▶ Texto fornecido
---
Ana Michaelis: Natura Naturans – Poéticas da Natureza

Uma das maneiras de olhar para a história da arte é através da tensão entre mimesis e poiesis: a arte sendo compreendida, por um lado, como representação, imitação da natureza, e, por outro, como criação, onde o processo artístico imitaria, antes, a própria ação criadora do ser humano. Daí surge uma noção específica de técnica (technè), de onde deriva o termo latino ars, arte. 

Em um caso ou no outro, parte-se de um certo antropocentrismo, da perspectiva de um sujeito dotado de racionalidade enquanto dominação da natureza, reduzindo-a a mero objeto. 

No processo de criação de Ana Michaelis, essas relações são questionadas e por vezes invertidas, de modo que a natureza se torna, por assim, dizer, co-criadora. Ao invés de dominá-la, as obras da artista a poetizam de maneira sensível, abrindo um universo de familiaridade com a paisagem enquanto sentimento de pertencimento e estar junto. Ela sai de um lugar de mera representação, tornando-se protagonista no recorte de visualidades. Diferente de uma natureza criada, Espinosa chamou essa potência de natura naturans: uma natureza criadora, criativa, ligada ao divino.

Em sua primeira exposição individual no Recife, o público tem a oportunidade de adentrar uma paisagem composta pela riqueza da produção artística de Ana Michaelis. Encontramos espaços (dentro e fora) da Christal Galeria que são tomados por uma potência vital da artista, onde natureza e poética se confundem. Quem ali adentra, torna-se espectador sem recusar a uma poética da percepção - ou seja, pode partilhar do processo artístico em seu ímpeto de transformação. Um convite a demorar-se na paisagem, a ver o que antes não tinha razão para ser visto, encontrando também na atividade artística um espelho da natureza enquanto vestígios de força criadora: menos representação e mais poiesis

Tal passagem de mera passividade do espectador surge no convite em alguns casos ao toque, sentindo texturas (fica a dica: toquem-nas!), e, em outros, a brincar com as obras, onde a relação com elas recebe um caráter lúdico. Tal qual um quebra-cabeça, a liberdade imanente ao jogo não se reduz a um mero subjetivismo, senão nos provoca a construir a imagem das árvores como resultado do encaixe das peças.
---
Transcreva sem alterações, do texto sobre a obra de Ana Michaelis, tudo o que vai de "Ana Michaelis: Natura" até "a mero objeto.".

Registros de anotação por coordenadas:
---
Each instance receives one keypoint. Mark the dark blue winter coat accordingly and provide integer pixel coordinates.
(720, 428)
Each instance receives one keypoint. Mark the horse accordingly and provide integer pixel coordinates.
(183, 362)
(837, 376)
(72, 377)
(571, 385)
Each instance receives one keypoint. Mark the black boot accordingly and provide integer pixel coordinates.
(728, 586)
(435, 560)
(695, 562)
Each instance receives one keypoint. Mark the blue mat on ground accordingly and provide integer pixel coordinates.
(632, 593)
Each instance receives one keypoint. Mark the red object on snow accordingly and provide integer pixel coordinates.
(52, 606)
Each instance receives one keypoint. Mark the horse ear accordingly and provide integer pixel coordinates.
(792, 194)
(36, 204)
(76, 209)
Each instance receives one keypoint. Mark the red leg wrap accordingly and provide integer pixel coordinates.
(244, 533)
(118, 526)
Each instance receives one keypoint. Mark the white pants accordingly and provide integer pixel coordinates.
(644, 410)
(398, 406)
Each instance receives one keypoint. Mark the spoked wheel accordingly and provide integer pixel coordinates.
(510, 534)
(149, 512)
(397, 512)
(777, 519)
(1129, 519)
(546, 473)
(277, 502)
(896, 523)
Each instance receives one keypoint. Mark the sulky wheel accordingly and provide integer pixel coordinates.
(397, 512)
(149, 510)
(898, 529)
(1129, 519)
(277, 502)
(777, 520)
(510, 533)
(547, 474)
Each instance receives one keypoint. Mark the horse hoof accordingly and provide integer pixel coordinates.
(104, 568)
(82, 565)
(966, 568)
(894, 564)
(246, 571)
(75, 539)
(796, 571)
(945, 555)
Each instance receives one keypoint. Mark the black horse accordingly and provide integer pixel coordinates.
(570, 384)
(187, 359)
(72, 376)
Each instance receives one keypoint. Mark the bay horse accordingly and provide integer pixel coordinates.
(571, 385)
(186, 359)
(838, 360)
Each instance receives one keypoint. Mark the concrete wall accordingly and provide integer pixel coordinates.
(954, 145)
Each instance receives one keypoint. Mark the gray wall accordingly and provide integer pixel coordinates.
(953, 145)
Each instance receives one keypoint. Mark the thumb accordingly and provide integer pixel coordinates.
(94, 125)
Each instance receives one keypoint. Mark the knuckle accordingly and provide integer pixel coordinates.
---
▶ Resolução do exercício
Ana Michaelis: Natura Naturans – Poéticas da Natureza

Uma das maneiras de olhar para a história da arte é através da tensão entre mimesis e poiesis: a arte sendo compreendida, por um lado, como representação, imitação da natureza, e, por outro, como criação, onde o processo artístico imitaria, antes, a própria ação criadora do ser humano. Daí surge uma noção específica de técnica (technè), de onde deriva o termo latino ars, arte. 

Em um caso ou no outro, parte-se de um certo antropocentrismo, da perspectiva de um sujeito dotado de racionalidade enquanto dominação da natureza, reduzindo-a a mero objeto.